begin

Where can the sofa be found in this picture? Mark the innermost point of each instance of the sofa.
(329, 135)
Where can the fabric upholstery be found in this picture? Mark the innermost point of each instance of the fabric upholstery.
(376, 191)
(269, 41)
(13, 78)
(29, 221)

end

Task prompt
Please copy out the listing above line for line, without changing a single character.

Full solution
Where can the sofa be found in this picture? Mark the innermost point of each instance of the sofa.
(329, 135)
Where can the fabric upholstery be found in this picture? Mark the innermost point of each instance of the fabric upholstery.
(376, 191)
(269, 41)
(13, 78)
(29, 221)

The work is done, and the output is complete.